This Dramatic Sun Explosion Could Unlock The Secrets Of Fusion
A never-before-seen magnetic explosion has confirmed a long-suspected theory about our Sun, not to mention creating a dramatic light show spotted for the first time. NASA scientists at the Solar Dynamics Observatory caught the moment a vast loop of superheated material erupted from the surface of the Sun on the SDO's sensors, then blossomed into a magnetic explosion.
The Sun is hardly a stable subject for observation by the SDO team, frequently seeing huge eruptions of material, swinging magnetic fields, and more. However while NASA and other scientists have seen magnetic field lines explosively snap and realign before, this is the first time it has been caught being triggered by an eruption.
It's known as forced reconnection, and researchers were theorizing about its existence as long as 15 years ago. However unlike spontaneous reconnection, which has been viewed before, forced reconnection has proved stubborn to capture on sensors. That's primarily because it demands a rare sequence of coincidental events in order to take place.
Unlike spontaneous reconnection, which needs certain conditions regarding electric current conduction in order to take place, forced reconnection could potentially happen across more of the Sun's surface. However it won't be triggered unless there is an eruption: that squeezes the plasma and the magnetic fields, until they reconnect. By watching the Sun with the SDO's precise sensors, focusing on the wavelength of light where particles are heated to 1-2 million kelvins (1.8-3.6 million F), the researchers could track what was happening in the solar corona.
It took around an hour for the eruption, known as a prominence, to fall back into the photosphere. As it fell, however, it met with the snarled magnetic field lines. The plasma rocketed up in heat, seemingly drawing energy from the corona.
While it makes for an impressive light show, scientists are also excited about the observation's potential impact on other areas of research. For a start, it could pave the way to new understanding of solar weather, particularly the way that solar radiation impacts satellites orbiting Earth and, at times, damaging them.
Beyond that, the same processes that magnetic reconnection follow could be used to recreate the system in the lab. That might allow researchers to control fusion and plasma in a more stable way, and eventually unlock new sources of energy and more.
"This was the first observation of an external driver of magnetic reconnection," Abhishek Srivastava, solar scientist at Indian Institute of Technology (BHU), in Varanasi, India, said of the findings. "This could be very useful for understanding other systems. For example, Earth's and planetary magnetospheres, other magnetized plasma sources, including experiments at laboratory scales where plasma is highly diffusive and very hard to control."
========
-- Apply what you read --
A) According to the solar explosion article, why has forced reconnection been so hard to capture on sensors? Answer in one to three sentences.
B) Translate this sentence from the solar explosion article into Spanish: "It took around an hour for the eruption, known as a prominence, to fall back into the photosphere."
The items that follow have no connection to the solar explosion article.
========
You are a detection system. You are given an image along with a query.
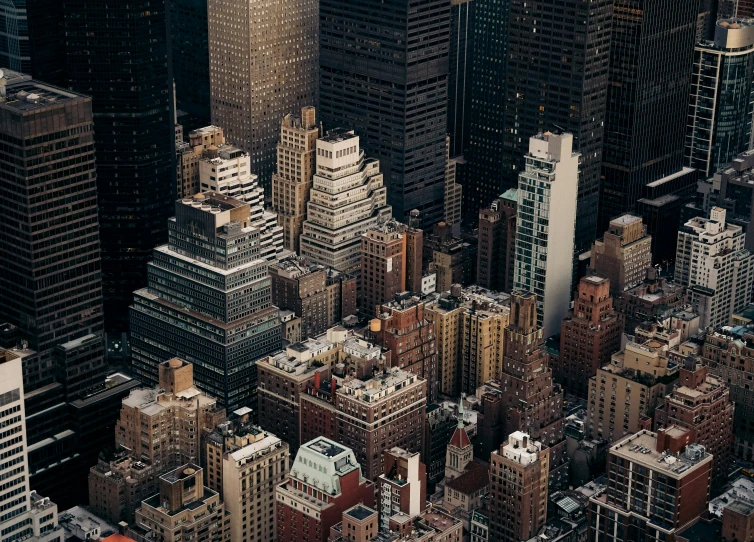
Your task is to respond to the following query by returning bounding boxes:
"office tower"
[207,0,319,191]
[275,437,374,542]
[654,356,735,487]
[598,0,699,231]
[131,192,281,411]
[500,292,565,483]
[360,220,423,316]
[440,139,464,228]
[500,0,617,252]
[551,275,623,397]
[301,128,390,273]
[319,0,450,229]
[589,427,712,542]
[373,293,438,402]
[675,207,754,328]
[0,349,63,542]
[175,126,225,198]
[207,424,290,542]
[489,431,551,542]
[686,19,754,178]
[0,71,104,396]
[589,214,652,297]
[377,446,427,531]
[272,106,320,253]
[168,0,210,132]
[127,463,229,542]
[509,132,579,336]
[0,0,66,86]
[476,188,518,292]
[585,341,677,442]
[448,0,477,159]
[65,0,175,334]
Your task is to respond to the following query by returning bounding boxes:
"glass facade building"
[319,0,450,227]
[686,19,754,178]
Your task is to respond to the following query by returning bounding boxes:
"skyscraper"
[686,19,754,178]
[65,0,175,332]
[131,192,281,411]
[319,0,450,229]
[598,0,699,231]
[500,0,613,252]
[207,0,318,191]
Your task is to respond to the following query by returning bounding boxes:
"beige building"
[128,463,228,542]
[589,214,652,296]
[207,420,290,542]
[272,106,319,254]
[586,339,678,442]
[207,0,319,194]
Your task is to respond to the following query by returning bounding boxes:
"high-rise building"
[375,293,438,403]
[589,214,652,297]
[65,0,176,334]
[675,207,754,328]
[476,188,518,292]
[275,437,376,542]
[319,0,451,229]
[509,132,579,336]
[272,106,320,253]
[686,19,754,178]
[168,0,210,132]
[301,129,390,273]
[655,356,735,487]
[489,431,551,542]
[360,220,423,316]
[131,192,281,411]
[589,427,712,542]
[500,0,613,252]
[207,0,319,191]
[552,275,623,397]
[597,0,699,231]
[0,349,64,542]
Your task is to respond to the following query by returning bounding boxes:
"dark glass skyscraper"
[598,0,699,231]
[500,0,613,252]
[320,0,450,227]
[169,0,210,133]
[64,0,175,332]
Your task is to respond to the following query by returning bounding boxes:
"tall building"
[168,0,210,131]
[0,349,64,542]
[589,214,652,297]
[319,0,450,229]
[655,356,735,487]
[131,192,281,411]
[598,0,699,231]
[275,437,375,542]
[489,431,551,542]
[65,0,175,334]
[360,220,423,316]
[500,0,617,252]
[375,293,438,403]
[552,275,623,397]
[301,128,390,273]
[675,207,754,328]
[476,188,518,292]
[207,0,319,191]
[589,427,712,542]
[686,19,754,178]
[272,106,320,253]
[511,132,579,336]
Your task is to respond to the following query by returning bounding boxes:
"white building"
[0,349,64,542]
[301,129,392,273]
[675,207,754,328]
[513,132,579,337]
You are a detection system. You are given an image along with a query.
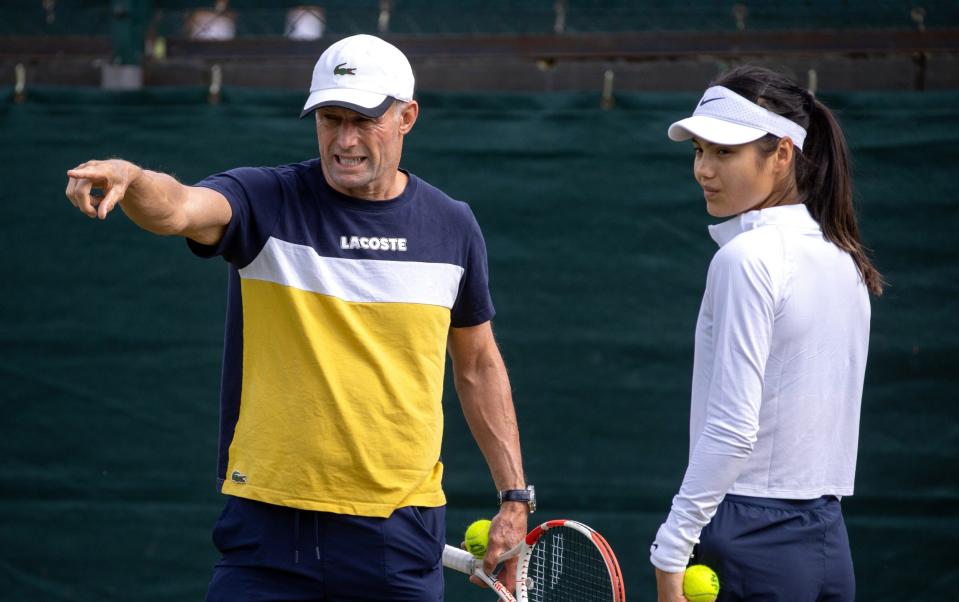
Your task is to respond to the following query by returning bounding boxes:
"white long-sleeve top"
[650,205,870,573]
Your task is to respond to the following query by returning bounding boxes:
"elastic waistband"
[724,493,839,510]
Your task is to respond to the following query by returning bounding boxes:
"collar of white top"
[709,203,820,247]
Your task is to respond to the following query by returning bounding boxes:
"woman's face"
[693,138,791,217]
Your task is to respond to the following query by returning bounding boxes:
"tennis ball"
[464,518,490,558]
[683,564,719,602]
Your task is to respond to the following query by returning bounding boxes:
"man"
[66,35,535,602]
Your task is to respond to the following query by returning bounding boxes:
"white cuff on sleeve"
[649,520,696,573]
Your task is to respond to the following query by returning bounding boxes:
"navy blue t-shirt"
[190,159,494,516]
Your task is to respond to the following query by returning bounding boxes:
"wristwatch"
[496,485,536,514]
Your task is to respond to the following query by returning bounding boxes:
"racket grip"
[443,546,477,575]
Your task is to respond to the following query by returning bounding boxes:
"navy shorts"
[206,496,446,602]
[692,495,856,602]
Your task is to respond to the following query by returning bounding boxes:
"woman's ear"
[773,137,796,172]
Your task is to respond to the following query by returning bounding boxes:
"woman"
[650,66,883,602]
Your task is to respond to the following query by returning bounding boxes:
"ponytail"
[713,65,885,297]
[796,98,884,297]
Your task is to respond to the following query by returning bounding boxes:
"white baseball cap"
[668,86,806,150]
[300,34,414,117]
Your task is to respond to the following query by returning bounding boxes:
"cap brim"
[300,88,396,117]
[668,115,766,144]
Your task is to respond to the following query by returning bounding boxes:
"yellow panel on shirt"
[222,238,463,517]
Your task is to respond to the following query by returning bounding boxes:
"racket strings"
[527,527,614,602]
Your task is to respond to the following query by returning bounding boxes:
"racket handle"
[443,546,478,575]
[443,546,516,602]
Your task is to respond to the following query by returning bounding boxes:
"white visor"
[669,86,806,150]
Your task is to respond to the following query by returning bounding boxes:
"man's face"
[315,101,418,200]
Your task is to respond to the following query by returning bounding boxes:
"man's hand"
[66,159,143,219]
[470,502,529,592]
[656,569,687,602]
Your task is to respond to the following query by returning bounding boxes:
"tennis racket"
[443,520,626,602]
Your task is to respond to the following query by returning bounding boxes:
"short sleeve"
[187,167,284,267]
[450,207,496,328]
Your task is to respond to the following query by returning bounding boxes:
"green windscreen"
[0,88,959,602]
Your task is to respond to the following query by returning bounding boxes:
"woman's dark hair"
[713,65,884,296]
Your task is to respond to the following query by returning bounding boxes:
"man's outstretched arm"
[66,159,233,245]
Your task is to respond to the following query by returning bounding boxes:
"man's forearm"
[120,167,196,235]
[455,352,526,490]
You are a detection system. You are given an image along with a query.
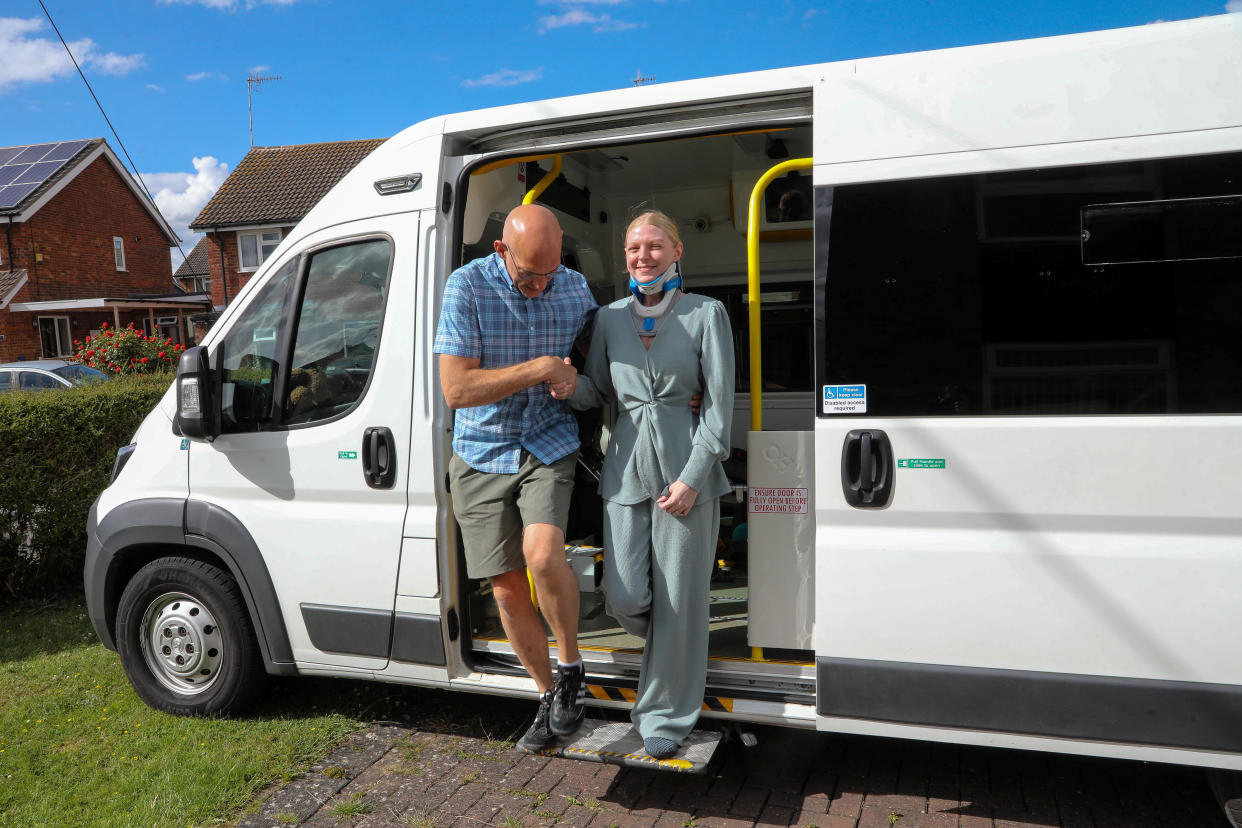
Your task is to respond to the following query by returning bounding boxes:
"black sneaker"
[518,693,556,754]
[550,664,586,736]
========
-- Responses by task --
A) Forced reconnection has been hard to capture because it demands a rare sequence of coincidental events in order to take place. It also won't be triggered unless an eruption squeezes the plasma and magnetic fields until they reconnect.

B) La erupción, conocida como protuberancia, tardó alrededor de una hora en volver a caer en la fotosfera.